**EXERCISE PROMPT**
Please reproduce word for word the part of the essay on the presidential debates that opens with "Heinberg: Scapegoat-in-Chief The" and closes with "the fatal thumbs-down.".

**DOCUMENT SECTION**
--- Begin ---

Heinberg: Scapegoat-in-Chief The Race for the Oval Office
The first two U.S. presidential debates have been painful to watch. Both candidates are running on platforms constructed from verbal hallucinations about the nation’s past, present, and future. And the American people are being asked to choose between those hallucinations in order to select the best available scapegoat for the next four years of national economic decline. The race is burning up billions of dollars in advertising money, yet few citizens seem genuinely excited about either candidate, with households evidently viewing the proceedings as a prime-time ritual combat in which it is the winner, rather than the loser, who will ultimately receive the fatal thumbs-down.
Most of the delusions and fantasies that pervade the debates can be grouped into three baskets:
Energy. In the second debate, a questioner from the audience asked president Obama if there is something the latter can do to lower gasoline prices. The ensuing fiction-laced candidate dialogue featured assertions like the following:
· America has a century’s worth of cheap natural gas. (It doesn’t, and production levels will probably begin declining within the next couple of years.)
· Oil drilling in North Dakota will soon free the U.S. of the need to import oil. (It won’t, and production there will similarly peak and start to wane in the next 2-5 years.)
· The president of the United States should be held accountable for high gasoline prices. (In fact, aside from temporary gestures like opening the Strategic Petroleum Reserve, there’s almost nothing a president can do to reduce gas prices, which mostly track the global price of crude oil.)
The reality is that America faces profound energy challenges. The “Beverly Hillbillies” era of cheap oil is over, and with it the decades-long spate of economic expansion that both candidates appear to believe is the birthright of all citizens. Oil production costs have skyrocketed in recent years, and out of desperation drilling companies are using costly techniques like hydrofracturing to wring crude from low-grade reservoirs. The energy world portrayed in the debates—in which coal is “clean” and oil and gas companies will lead the U.S. to a new era of energy abundance if only they are unleashed or regulated properly—is a stage set carefully crafted by fossil fuel industry PR professionals and political consultants. Once viewers have dutifully mistaken this painted scenery for reality, it’s the actors’ job to raise the audience’s adrenaline levels with taunts and sneers. Meanwhile, outside the theater, the real world is hurtling toward an energy supply crisis for which no one is being prepared, and whose impact will not be blunted by sensible policy.
Summon the scapegoat.

--- End ---

**DATA**
--- Begin ---

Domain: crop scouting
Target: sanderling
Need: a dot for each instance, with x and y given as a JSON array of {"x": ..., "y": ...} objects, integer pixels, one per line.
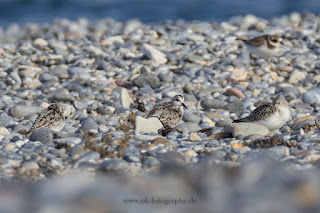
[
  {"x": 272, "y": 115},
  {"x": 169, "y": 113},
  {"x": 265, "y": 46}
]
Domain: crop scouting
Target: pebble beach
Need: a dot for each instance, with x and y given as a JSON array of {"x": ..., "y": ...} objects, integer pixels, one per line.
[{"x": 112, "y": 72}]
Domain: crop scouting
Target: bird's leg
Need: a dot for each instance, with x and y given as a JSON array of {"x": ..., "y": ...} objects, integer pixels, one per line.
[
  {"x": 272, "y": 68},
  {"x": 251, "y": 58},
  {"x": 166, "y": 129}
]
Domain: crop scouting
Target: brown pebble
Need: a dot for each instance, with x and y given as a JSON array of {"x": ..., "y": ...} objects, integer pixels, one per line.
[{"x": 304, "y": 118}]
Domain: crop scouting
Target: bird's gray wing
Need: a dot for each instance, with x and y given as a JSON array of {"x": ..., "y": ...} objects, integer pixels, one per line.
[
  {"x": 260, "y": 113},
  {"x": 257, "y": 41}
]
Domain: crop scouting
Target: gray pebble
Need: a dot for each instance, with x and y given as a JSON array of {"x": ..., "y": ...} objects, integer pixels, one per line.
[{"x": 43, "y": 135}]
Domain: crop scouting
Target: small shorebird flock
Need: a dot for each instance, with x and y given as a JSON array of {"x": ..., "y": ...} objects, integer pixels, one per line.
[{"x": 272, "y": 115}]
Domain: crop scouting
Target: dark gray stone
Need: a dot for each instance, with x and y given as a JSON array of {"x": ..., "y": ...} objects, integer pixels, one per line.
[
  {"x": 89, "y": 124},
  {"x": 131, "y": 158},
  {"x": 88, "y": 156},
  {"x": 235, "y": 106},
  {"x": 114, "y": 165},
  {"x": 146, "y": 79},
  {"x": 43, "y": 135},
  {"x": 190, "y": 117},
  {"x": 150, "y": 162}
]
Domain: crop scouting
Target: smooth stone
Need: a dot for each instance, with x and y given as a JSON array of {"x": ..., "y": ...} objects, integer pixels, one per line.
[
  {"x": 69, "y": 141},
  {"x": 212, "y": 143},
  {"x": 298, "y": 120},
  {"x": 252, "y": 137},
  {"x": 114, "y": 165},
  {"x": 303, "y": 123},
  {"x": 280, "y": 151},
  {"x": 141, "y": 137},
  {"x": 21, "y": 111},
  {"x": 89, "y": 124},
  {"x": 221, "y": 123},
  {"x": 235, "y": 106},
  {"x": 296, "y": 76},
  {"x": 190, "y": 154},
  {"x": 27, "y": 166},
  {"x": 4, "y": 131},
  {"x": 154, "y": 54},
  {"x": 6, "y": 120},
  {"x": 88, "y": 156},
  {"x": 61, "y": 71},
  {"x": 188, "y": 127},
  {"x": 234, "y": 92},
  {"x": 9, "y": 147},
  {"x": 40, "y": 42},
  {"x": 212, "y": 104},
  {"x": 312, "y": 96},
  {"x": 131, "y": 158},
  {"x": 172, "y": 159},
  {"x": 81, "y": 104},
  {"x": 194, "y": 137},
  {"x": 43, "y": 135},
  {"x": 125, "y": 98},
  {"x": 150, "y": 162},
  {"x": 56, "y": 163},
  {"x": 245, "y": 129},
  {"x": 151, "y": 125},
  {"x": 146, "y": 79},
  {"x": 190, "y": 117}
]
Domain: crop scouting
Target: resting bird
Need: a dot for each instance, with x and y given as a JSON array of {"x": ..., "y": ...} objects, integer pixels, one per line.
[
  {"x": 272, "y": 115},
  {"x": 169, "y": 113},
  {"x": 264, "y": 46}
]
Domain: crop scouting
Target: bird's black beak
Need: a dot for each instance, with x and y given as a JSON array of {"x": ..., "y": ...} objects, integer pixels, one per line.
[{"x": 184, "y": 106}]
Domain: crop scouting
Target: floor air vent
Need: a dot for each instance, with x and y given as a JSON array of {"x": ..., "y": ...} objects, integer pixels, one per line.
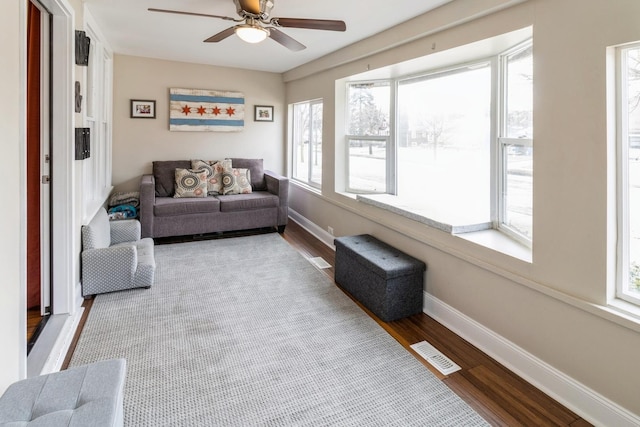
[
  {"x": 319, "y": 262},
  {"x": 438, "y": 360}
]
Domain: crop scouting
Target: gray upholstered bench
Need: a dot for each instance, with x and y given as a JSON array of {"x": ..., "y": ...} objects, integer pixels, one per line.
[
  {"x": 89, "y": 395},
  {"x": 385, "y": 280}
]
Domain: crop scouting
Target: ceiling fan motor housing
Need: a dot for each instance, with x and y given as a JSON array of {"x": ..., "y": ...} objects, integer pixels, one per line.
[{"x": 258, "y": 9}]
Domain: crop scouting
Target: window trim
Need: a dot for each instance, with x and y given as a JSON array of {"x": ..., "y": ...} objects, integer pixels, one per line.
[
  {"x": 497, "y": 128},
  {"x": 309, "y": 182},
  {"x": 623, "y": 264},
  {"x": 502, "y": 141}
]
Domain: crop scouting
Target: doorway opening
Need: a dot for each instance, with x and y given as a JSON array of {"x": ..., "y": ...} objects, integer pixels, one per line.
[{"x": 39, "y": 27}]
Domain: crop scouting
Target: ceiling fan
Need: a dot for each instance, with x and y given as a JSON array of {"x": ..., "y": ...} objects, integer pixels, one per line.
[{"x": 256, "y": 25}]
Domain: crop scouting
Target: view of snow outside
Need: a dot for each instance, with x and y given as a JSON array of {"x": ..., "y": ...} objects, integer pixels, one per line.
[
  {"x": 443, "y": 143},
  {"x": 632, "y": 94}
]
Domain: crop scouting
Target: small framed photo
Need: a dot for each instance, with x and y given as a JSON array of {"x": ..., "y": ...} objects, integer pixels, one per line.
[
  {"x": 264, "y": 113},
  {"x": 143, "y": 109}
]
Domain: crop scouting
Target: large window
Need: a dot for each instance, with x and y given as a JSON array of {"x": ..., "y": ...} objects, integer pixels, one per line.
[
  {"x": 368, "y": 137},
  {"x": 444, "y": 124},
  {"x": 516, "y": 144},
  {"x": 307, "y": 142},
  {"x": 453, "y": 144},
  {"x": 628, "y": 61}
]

--- End ---

**SOLUTION TO THIS TASK**
Heinberg: Scapegoat-in-Chief The Race for the Oval Office
The first two U.S. presidential debates have been painful to watch. Both candidates are running on platforms constructed from verbal hallucinations about the nation’s past, present, and future. And the American people are being asked to choose between those hallucinations in order to select the best available scapegoat for the next four years of national economic decline. The race is burning up billions of dollars in advertising money, yet few citizens seem genuinely excited about either candidate, with households evidently viewing the proceedings as a prime-time ritual combat in which it is the winner, rather than the loser, who will ultimately receive the fatal thumbs-down.